PAGE EXTRACT
*****
Animal Farm Compared to the Russian Revolution

Topics: Russia, Soviet Union, Russian Empire Pages: 7 (2408 words) Published: October 8, 1999
Education is not as prominent in the book as during the Russian Revolution. In the book, education is mentioned when Snowball finds old spelling books, once belonging to Mr. Jones. He begins to teach himself, followed by the other pigs, and finally he helps the other animals to read and write. Some of the not so intelligent animals find this quite taxing, whereas the pigs– being the most intelligent, learn the fastest. Snowball is the most interested in educating the animals, and the well being of the other animals on the farm. Just as Trotsky was intent in educating the Russian people, and their well being during the Revolution. "Napoleon took no interest in Snowball's committees. He said that education of the young was more important than anything that could be done for those who were already grown up." This shows Snowball's commitment to the animals compared to the uninterested Napoleon.
*****
DATA

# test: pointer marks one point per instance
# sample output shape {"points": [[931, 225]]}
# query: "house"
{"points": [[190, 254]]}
*****
DIRECTION A
Translate this sentence from the essay comparing Animal Farm to the Russian Revolution into Spanish: "Education is not as prominent in the book as during the Russian Revolution."
DIRECTION B
In the essay comparing Animal Farm to the Russian Revolution, what does Snowball find that once belonged to Mr. Jones?
DIRECTION C
Write the next part of the essay comparing Animal Farm to the Russian Revolution, starting after its last sentence.

WRITTEN REPLY A
La educación no es tan prominente en el libro como durante la Revolución rusa.

WRITTEN REPLY B
Old spelling books.

WRITTEN REPLY C
In the book Napoleon began his leadership role quite well, with his ideas being fair and with a positive meaning. As the story continues he becomes more corrupt, and his ideas turn into a dictatorship. "Napoleon lead the animals back to the store-shed and served out a double portion of corn to everyone, with two biscuits for each dog." As time went on his true nature, of a power crazy character begins to surface, he becomes more selfish and the principle idea of equality no longer exists. The farm is run on terror, and no animal dare speak out against him, for fear of death. "The news leaked out that every pig was receiving a ration of a pint of bear daily, with half a gallon for Napoleon."

Just as during the revolution, when at first Stalin was fair and just but as he was given power he turns into a corrupt man with dictatorship qualities. He became more selfish and sinister. When securing his power base he engineered the permanent exile of Trotsky. This compares to the book, when Napoleon and his ‘nine sturdy puppies' chased Snowball out of the farm. Napoleon then proceeds to portray his true nature of an assassin.

Snowball is the other main leader in animalism, along side Napoleon. He was the one who was most interested in the well being of the animals and their education. The complete opposite of Napoleon. I fell if he had not been chased away (assassinated) then the idea of communism may have succeeded.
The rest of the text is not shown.